_Your goal_:
Each line of the listing that includes the string "below" needs to be located and copied.

_Task inputs_:
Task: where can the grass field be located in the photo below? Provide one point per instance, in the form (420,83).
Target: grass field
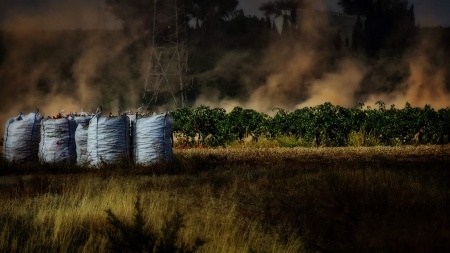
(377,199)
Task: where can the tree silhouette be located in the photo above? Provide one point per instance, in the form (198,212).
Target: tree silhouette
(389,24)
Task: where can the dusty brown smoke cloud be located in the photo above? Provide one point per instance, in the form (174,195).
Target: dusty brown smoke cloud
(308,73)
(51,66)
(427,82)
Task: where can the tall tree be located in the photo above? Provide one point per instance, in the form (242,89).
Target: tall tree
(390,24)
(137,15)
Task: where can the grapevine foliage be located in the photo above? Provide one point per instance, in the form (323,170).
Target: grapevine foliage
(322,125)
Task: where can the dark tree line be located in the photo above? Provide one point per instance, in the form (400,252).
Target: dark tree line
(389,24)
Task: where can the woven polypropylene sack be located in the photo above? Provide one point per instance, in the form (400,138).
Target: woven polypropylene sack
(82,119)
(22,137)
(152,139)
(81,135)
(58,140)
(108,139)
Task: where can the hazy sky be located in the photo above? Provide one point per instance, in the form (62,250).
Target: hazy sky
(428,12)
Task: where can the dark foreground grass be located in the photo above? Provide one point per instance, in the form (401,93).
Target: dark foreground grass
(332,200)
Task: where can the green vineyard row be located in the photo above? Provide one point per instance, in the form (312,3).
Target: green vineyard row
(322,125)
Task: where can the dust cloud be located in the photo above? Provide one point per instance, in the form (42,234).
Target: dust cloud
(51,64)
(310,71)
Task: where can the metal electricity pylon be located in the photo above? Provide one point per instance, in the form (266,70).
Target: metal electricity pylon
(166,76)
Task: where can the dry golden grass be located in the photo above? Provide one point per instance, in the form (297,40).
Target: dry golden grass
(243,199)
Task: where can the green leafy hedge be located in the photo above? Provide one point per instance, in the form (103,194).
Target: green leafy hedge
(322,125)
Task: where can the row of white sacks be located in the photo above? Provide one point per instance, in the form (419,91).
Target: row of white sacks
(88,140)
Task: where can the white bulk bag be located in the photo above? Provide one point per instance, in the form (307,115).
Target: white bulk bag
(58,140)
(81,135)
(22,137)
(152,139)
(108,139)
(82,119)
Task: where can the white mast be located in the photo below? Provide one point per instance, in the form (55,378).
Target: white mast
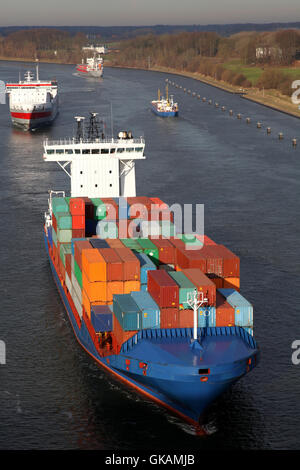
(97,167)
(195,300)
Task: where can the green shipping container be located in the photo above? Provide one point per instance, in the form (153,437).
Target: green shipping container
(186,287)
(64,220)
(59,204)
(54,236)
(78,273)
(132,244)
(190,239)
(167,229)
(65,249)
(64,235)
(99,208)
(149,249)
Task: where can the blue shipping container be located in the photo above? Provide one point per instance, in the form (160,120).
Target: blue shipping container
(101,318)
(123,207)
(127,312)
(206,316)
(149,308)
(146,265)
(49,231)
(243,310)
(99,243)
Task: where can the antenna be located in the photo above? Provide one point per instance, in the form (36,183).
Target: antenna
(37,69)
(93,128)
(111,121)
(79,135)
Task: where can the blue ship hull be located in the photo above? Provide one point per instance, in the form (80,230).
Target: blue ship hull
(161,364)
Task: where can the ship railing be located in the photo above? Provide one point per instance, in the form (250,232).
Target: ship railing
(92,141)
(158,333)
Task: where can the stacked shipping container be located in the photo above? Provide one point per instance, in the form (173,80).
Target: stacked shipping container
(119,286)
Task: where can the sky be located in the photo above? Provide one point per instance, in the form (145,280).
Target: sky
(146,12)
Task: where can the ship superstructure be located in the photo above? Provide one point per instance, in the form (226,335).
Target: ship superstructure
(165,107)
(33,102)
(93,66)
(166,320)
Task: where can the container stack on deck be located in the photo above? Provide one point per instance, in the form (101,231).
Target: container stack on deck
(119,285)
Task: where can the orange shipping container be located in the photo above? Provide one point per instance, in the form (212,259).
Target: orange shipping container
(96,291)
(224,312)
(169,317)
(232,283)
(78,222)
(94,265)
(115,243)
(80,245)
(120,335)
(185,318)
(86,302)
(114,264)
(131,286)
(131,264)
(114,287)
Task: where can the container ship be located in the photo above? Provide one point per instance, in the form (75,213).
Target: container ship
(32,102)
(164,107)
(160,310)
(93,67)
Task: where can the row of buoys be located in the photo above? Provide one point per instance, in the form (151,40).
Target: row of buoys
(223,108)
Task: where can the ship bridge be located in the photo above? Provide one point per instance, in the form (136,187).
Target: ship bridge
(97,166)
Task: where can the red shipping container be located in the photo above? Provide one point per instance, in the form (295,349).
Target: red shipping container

* * *

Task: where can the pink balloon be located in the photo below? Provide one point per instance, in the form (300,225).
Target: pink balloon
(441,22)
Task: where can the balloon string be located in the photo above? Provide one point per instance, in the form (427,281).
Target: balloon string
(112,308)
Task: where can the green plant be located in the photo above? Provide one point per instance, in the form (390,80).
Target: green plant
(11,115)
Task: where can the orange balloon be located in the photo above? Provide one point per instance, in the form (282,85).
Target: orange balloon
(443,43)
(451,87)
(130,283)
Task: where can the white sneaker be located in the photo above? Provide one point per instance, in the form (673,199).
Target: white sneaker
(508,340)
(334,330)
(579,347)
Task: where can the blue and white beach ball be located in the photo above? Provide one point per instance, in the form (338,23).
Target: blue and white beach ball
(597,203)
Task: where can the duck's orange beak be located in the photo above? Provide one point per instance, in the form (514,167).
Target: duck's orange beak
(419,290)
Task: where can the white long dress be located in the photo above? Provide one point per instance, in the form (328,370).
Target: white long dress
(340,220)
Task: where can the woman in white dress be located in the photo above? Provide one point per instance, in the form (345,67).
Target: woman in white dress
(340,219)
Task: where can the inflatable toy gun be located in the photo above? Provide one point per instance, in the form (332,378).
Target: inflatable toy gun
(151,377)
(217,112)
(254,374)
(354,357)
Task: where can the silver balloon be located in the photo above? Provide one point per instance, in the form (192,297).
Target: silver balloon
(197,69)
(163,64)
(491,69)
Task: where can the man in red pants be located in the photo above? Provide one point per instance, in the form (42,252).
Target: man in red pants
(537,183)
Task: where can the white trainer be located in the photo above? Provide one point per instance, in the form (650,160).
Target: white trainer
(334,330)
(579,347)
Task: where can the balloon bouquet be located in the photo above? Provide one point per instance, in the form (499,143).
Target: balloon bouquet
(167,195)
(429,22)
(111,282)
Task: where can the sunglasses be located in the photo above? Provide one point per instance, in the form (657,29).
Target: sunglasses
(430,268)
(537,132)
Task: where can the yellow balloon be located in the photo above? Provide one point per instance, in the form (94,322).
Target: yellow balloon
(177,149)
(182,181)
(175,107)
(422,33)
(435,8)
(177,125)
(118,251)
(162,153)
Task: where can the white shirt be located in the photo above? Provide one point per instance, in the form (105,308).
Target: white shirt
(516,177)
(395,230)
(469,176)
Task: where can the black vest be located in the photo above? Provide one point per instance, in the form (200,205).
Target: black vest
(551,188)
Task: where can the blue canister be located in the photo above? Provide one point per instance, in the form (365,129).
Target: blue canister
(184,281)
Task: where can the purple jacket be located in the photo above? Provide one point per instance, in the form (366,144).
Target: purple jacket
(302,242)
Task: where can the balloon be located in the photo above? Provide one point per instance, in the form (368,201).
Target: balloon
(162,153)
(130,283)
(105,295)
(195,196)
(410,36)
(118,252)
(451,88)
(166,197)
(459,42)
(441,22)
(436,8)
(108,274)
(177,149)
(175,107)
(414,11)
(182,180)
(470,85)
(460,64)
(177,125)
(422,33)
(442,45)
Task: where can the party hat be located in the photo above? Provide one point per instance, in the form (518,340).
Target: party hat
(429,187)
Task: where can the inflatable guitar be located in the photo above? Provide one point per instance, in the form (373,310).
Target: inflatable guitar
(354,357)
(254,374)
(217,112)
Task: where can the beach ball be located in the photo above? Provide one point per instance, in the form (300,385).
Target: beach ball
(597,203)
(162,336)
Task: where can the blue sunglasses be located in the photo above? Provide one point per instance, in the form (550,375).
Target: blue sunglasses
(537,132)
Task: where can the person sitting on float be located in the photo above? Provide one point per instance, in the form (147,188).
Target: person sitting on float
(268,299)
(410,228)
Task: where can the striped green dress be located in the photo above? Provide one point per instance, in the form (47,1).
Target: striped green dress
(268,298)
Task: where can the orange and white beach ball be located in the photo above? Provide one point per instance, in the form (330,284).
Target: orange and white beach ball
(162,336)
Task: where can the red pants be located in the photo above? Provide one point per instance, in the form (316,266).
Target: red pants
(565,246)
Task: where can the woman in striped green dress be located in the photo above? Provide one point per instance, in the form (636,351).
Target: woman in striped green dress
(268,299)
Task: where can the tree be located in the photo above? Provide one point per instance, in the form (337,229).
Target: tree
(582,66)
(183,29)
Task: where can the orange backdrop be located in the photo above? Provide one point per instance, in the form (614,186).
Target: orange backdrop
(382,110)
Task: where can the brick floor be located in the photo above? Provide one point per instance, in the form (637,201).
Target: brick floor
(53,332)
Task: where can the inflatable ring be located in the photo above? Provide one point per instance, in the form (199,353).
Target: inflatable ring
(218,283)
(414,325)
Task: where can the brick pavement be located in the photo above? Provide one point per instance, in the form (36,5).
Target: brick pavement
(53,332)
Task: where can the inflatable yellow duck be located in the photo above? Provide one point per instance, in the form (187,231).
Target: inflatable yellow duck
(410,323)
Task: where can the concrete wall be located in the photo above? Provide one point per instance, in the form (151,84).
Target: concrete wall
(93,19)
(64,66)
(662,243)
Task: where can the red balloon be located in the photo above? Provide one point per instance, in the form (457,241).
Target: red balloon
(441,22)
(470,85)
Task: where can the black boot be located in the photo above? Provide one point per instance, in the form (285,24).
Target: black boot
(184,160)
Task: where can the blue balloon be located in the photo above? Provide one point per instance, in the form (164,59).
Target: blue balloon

_Your solution_:
Task: where can the grass field be located in the photo below? Provide one point per instance, in the form (420,83).
Task: where can the white mast be located in the photo below? Provide one point per instance, in the form (55,378).
Task: where can the pink balloon be located in the photo below? Provide one point per instance, in the form (300,225).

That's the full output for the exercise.